◆ **Document segment**
####################

Credit images : Vicuna
Researchers from UC Berkeley, CMU, Stanford, and UC San Diego have introduced Vicuna-13B, an open-source chatbot that demonstrates high-quality performance, rivaling OpenAI ChatGPT and Google Bard. The chatbot has been fine-tuned on LLaMA using user-shared conversations collected from ShareGPT. The cost of training Vicuna-13B is approximately $300.
According to a preliminary evaluation using GPT-4 as a judge, Vicuna-13B achieves more than 90% quality of OpenAI ChatGPT and Google Bard, outperforming other models like LLaMA and Stanford Alpaca in over 90% of cases. The researchers have made the training and serving code, along with an online demo, available for non-commercial use.
Vicuna-13B is trained using around 70K conversations collected from ShareGPT.com. The training process involved PyTorch FSDP on eight A100 GPUs and took one day to complete. The serving system is designed to handle multiple models with distributed workers and supports plug-ins of GPU workers from both on-premise clusters and the cloud.
The researchers proposed an evaluation framework based on GPT-4 to automate chatbot performance assessment. Using eight question categories, they tested the performance of five chatbots: LLaMA, Alpaca, ChatGPT, Bard, and Vicuna. GPT-4 was then used to rate the quality of their answers. Vicuna outperformed state-of-the-art open-source models in over 90% of the questions and achieved competitive performance against proprietary models.
However, the proposed evaluation framework is not yet rigorous or mature, as large language models may hallucinate. Developing a comprehensive, standardized evaluation system for chatbots remains an open question requiring further research.
Vicuna-13B has some limitations, such as not being good at tasks involving reasoning or mathematics and potential issues with safety or mitigating toxicity or bias. To address safety concerns, the OpenAI moderation API is used to filter out inappropriate user inputs in the online demo. The researchers anticipate that Vicuna will serve as an open starting point for future research to tackle these limitations.

####################

◆ **Entries shown**

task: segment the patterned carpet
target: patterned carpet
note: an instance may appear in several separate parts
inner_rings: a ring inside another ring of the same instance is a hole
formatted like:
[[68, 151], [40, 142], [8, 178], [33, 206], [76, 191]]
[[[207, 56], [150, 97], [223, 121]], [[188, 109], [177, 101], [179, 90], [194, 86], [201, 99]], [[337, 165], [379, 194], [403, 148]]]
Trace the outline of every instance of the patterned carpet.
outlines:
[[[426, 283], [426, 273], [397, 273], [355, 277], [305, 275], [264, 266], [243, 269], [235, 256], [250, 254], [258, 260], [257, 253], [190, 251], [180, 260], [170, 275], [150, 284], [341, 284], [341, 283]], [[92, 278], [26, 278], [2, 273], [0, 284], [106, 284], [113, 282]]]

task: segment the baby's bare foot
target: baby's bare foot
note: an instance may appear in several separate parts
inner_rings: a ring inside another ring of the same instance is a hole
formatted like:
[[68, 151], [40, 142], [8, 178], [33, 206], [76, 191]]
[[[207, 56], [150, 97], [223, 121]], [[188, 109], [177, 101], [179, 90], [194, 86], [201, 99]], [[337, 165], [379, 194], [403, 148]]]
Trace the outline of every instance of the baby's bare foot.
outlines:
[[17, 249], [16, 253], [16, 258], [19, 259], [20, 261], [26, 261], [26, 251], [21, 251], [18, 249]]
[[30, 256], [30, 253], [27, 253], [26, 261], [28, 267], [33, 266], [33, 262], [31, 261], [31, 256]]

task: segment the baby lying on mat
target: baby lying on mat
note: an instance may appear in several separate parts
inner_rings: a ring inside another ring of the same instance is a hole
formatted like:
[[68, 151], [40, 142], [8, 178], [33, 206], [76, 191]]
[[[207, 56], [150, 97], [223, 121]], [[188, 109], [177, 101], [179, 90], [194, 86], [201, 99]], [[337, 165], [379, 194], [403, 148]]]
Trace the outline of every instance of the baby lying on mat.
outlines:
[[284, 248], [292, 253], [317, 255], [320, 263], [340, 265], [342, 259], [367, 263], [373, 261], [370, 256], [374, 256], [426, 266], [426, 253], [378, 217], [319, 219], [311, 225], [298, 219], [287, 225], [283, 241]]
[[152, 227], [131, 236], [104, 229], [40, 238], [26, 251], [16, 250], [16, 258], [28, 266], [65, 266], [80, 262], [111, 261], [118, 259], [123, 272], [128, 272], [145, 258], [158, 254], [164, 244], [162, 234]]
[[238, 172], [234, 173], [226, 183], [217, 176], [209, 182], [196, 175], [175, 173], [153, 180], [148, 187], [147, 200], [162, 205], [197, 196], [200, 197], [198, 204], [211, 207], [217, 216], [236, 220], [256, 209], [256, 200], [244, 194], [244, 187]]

####################

◆ **Task prompt**
Reproduce the passage of the Vicuna-13B article from "Vicuna-13B has some" up to and including "tackle these limitations.". The items have nothing to do with this.

◆ **Problem solution**
Vicuna-13B has some limitations, such as not being good at tasks involving reasoning or mathematics and potential issues with safety or mitigating toxicity or bias. To address safety concerns, the OpenAI moderation API is used to filter out inappropriate user inputs in the online demo. The researchers anticipate that Vicuna will serve as an open starting point for future research to tackle these limitations.